* READING PASSAGE *
______________________________

ONE PATIENT’S STORY
To whom it may concern,
My young adult son has been placed on a “high speed bullet train” since finding out he had metastatic cancer.
It’s been a speeding train of activity: Diagnosis, fertility preservation, surgery, blood clot, pulmonary embolism, pneumonia, chemotherapy. Inpatient, outpatient. All of that in just 40 days.
Yesterday, I heard “hope” in my son’s voice, for the very first time.
“Hope” that someone understood his journey.
“Hope” that someone could relate.
“Hope” because someone “knew how” to see his pain and suffering, and ease it.
This “hope” came from him receiving a Christmas stocking.
He euphorically reported:
“They gave me a beanie, and a head scratcher, a sleeping mask, lip balm, door dash (that will help a lot when I can hold something down), a mini speaker and candy, of course!”
He said, and I quote:
“They really knew what is needed and what helps.”

______________________________

* WORK ORDER 1 *
Retype part of the patient's story above, beginning at the words "ONE PATIENT’S STORY" and stopping after "someone could relate.".
* WORK ORDER 2 *
Please continue the patient's story above from its last line, carrying it on in the same voice.

Images for object localization:
______________________________

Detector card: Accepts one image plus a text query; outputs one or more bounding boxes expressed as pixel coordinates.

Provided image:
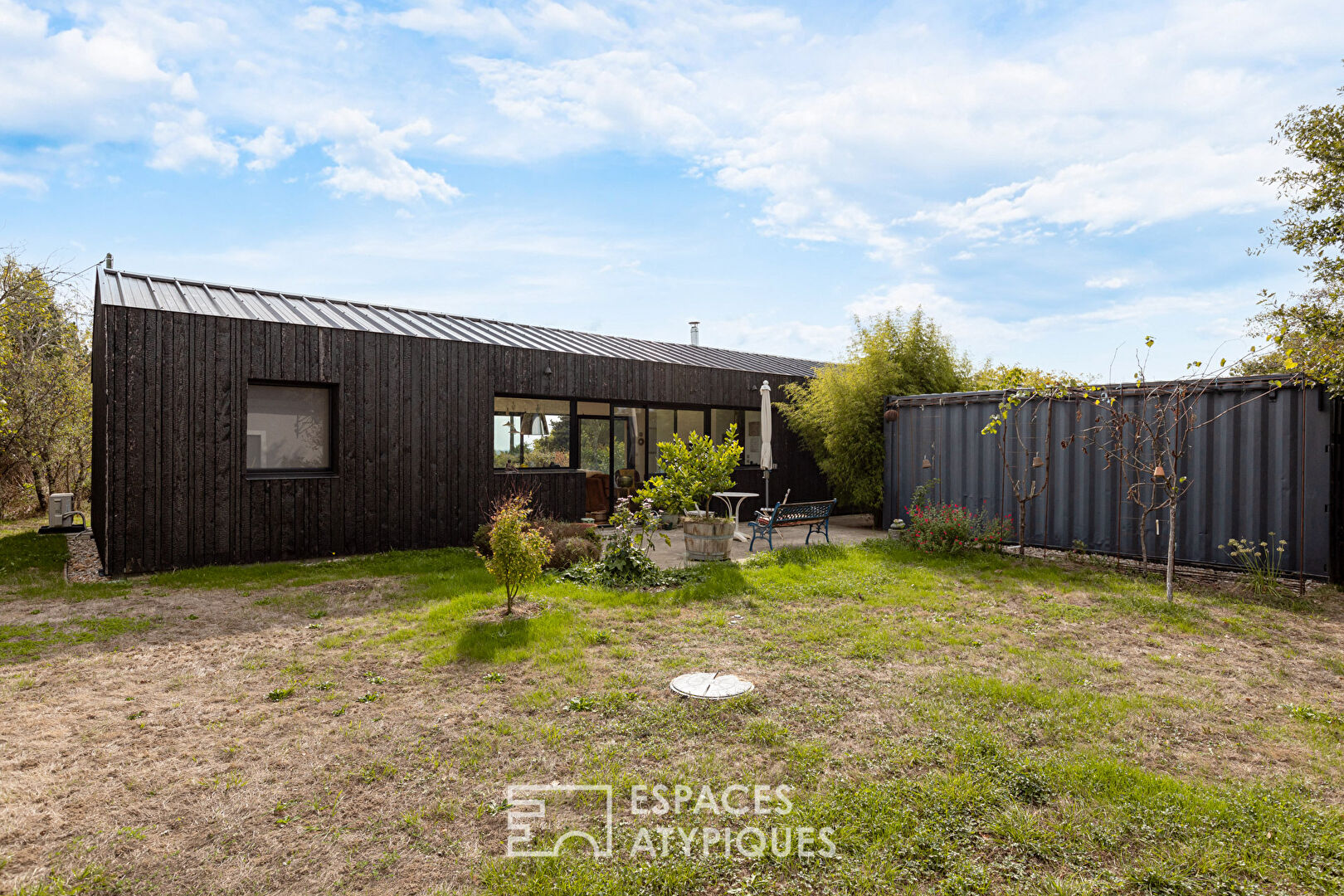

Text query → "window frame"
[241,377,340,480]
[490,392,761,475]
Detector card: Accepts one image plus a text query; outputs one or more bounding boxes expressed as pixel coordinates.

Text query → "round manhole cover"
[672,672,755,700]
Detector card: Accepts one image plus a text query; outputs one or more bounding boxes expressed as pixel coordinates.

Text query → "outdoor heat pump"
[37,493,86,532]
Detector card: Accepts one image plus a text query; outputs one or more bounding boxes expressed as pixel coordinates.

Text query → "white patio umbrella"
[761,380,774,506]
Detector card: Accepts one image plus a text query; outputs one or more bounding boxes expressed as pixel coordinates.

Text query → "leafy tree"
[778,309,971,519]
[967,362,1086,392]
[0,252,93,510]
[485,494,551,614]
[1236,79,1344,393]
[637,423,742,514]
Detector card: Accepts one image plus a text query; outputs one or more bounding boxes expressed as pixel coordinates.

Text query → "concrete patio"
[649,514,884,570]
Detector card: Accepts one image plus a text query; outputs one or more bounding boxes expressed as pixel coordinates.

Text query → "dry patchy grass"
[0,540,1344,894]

______________________________

* RESULT 1 *
ONE PATIENT’S STORY
To whom it may concern,
My young adult son has been placed on a “high speed bullet train” since finding out he had metastatic cancer.
It’s been a speeding train of activity: Diagnosis, fertility preservation, surgery, blood clot, pulmonary embolism, pneumonia, chemotherapy. Inpatient, outpatient. All of that in just 40 days.
Yesterday, I heard “hope” in my son’s voice, for the very first time.
“Hope” that someone understood his journey.
“Hope” that someone could relate.

* RESULT 2 *
I heard his audible exhalation and I heard his voice quake with emotion.
Someone, someone, finally understands.
As family members, we can try to love on them but it is often not the right thing, because cancer is so foreign to those of us who have never experienced it.
It takes those who understand to be willing to meet the newly diagnosed, where they are.
Thank you to each of the angels and elves who worked on those stockings.
Thank you for caring to reach out to him, and others.
Thank you for being his life line.
Thank you for knowing how to come beside him.
You made a huge difference. You helped my son. My heart is grateful.